Excerpted text.
..............................

Yet the simple modernist style of usually white or gray homes isn't always valued in Poland. Sometimes their understated beauty doesn't come through because they are rundown, their owners unable to afford restoration work. It also doesn't help that the modernist buildings have an architectural austerity that reminds some of the also simple but bleaker style favored by the communists.
"People were starved through the communist period of detail and color," said Lidia Polubiec, an art historian and local resident trying to protect the neighborhood. "Often they don't understand the value of simplicity."
Polubiec has witnessed residents throwing away decades-old oak doors and beautiful brass door handles that are in bad shape, replacing them with cheap modern fixtures rather than trying to salvage the old ones. She is also fighting a wave of homes being repainted in "fruit- and yogurt-colored pinks, buttery yellows, greens -- colors totally unsuited to the area and style of the buildings."
Barbara Jezierska, a conservation official in the Warsaw region until last year, says the devastation of historic homes is happening across the city and beyond.
She has witnessed wealthy Poles buying historic homes in older neighborhoods and then tearing them down to build larger modern homes. Sometimes homes burn down mysteriously after owners are denied permission to alter historically protected structures -- leaving them then free to proceed.
"Hitler began ruining this city, then Stalin took over and now the Poles are doing it," Jezierska said bitterly.
Lesniakowska said part of the problem, aside from a general lack of respect for "refined" architecture, is that although Saska Kepa has been designated a historic district, not all individual buildings are protected.
Warsaw's modernist homes are a testament to a Jewish world that was wiped out during the Holocaust. Many of the original owners and their architects were Jewish. One, Maksymilian Goldberg, designed several family homes in Saska Kepa before he perished in the Warsaw Ghetto in 1942. Another, Lucjan Korngold, fled early enough and ended up in Brazil, where he designed buildings in Sao Paolo.
"By destroying Saska Kepa, the developers are also destroying a part of Poland's Jewish history," said Katarzyna Shannon, 44, a resident and a co-founder of Zielona Saska Kepa. She walks her dog regularly along its streets, keeping her eye out for signs of construction work -- vigilance that has helped stop the transformation of a couple of homes.

..............................

Record list.

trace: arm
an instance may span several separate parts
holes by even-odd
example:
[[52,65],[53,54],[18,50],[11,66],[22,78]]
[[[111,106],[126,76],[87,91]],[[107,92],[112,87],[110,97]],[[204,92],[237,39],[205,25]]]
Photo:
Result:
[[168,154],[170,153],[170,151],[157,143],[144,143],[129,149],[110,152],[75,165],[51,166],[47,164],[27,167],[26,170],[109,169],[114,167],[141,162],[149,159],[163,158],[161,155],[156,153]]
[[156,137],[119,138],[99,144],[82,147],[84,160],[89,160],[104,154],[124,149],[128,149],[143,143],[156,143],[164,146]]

..............................

Task.
Copy the passage on Warsaw's modernist homes verbatim, from "Polubiec has witnessed" to "free to proceed.".

Problem solution.
Polubiec has witnessed residents throwing away decades-old oak doors and beautiful brass door handles that are in bad shape, replacing them with cheap modern fixtures rather than trying to salvage the old ones. She is also fighting a wave of homes being repainted in "fruit- and yogurt-colored pinks, buttery yellows, greens -- colors totally unsuited to the area and style of the buildings."
Barbara Jezierska, a conservation official in the Warsaw region until last year, says the devastation of historic homes is happening across the city and beyond.
She has witnessed wealthy Poles buying historic homes in older neighborhoods and then tearing them down to build larger modern homes. Sometimes homes burn down mysteriously after owners are denied permission to alter historically protected structures -- leaving them then free to proceed.